▼

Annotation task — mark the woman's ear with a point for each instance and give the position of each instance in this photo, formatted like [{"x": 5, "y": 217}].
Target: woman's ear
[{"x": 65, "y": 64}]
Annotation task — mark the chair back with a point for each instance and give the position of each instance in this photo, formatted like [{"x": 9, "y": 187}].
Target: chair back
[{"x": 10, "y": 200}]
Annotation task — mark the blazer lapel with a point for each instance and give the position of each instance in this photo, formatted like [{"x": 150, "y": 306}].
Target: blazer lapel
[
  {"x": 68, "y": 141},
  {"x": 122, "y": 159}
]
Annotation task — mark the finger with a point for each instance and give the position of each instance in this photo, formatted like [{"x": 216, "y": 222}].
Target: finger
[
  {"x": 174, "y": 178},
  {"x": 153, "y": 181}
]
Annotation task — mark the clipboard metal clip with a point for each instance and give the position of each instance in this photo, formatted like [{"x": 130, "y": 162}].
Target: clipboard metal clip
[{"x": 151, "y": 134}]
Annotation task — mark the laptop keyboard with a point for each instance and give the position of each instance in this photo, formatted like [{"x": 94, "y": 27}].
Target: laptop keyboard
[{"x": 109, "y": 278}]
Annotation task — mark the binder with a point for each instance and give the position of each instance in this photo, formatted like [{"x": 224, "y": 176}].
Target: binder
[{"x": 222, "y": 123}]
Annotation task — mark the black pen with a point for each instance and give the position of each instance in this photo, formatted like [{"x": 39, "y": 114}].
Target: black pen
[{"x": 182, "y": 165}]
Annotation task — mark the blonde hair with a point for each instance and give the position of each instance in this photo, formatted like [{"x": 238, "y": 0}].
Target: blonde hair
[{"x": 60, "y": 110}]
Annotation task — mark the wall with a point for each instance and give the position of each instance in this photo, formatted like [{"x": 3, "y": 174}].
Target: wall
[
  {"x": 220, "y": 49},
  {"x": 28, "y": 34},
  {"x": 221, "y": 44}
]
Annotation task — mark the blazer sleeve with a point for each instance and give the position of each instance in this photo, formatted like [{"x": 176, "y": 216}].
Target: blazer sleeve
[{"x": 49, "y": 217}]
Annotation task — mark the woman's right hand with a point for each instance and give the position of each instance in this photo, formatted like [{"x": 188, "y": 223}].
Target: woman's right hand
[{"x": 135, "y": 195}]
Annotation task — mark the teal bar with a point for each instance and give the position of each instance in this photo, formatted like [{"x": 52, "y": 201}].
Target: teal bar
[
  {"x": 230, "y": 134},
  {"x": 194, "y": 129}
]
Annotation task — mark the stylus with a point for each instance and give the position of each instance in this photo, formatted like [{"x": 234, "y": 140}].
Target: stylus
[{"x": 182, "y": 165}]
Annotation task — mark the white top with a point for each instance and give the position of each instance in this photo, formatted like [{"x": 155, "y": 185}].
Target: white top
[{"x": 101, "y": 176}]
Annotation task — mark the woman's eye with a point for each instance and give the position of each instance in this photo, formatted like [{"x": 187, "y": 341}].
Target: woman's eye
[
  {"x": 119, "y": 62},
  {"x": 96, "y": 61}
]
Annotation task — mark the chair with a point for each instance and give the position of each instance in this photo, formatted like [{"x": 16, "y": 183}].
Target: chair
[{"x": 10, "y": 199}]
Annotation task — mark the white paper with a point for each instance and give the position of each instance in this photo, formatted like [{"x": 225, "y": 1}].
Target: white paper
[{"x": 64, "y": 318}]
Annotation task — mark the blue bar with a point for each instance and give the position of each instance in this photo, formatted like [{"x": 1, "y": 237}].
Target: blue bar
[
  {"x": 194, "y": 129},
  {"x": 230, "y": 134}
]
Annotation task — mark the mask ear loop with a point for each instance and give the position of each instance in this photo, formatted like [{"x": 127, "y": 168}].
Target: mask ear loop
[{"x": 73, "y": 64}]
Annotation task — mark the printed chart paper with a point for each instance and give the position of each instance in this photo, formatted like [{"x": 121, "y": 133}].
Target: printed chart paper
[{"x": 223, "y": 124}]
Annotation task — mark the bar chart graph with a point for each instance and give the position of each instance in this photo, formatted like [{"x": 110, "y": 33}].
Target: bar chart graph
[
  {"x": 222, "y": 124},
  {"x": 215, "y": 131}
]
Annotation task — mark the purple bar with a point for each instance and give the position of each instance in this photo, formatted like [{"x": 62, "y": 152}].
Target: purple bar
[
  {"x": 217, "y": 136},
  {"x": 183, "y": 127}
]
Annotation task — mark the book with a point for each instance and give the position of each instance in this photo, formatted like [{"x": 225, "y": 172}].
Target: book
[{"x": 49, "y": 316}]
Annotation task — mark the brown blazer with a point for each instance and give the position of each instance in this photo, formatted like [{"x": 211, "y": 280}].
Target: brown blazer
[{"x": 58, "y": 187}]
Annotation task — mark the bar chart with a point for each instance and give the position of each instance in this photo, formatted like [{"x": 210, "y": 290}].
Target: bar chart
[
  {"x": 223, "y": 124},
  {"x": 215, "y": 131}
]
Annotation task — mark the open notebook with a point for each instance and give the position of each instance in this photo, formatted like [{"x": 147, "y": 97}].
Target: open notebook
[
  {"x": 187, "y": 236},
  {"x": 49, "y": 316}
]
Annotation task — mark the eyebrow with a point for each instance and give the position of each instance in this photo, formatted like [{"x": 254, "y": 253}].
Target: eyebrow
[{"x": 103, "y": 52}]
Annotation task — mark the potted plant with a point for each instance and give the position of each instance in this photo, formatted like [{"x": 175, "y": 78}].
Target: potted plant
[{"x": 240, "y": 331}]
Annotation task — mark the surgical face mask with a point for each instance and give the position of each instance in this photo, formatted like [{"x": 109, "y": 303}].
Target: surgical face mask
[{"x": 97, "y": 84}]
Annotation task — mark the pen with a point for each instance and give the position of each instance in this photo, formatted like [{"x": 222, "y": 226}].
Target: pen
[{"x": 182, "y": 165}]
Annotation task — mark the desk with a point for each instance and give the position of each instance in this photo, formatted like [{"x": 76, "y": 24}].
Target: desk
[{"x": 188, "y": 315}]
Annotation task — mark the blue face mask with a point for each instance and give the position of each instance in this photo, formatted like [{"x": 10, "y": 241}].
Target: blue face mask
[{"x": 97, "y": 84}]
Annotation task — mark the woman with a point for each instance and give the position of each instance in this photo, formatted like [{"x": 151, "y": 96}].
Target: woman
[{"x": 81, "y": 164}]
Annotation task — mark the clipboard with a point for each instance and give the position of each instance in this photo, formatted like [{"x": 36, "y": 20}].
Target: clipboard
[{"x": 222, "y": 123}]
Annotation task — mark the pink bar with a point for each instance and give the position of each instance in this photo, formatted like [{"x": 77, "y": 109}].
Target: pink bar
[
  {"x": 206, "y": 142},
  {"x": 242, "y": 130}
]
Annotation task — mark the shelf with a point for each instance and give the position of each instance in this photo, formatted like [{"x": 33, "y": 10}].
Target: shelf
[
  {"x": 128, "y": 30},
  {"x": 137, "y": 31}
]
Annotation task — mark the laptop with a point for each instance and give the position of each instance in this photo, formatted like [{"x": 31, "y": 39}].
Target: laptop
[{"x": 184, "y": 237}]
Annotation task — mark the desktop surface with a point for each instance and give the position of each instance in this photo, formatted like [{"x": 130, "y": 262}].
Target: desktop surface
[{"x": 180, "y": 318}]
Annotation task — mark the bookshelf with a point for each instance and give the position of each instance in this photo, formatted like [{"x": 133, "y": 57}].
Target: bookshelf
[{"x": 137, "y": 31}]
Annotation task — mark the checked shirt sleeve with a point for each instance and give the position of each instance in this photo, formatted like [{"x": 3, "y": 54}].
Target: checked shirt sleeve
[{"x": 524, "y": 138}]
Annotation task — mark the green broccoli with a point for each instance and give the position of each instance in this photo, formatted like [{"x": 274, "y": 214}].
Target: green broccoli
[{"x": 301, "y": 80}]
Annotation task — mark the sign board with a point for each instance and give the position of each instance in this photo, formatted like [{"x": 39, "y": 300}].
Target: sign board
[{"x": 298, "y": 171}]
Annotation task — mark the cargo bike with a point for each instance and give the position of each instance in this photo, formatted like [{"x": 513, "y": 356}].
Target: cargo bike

▲

Task requirements: Note how many lines in the material hold the word "cargo", and give that number with nothing added.

Response for this exercise: 2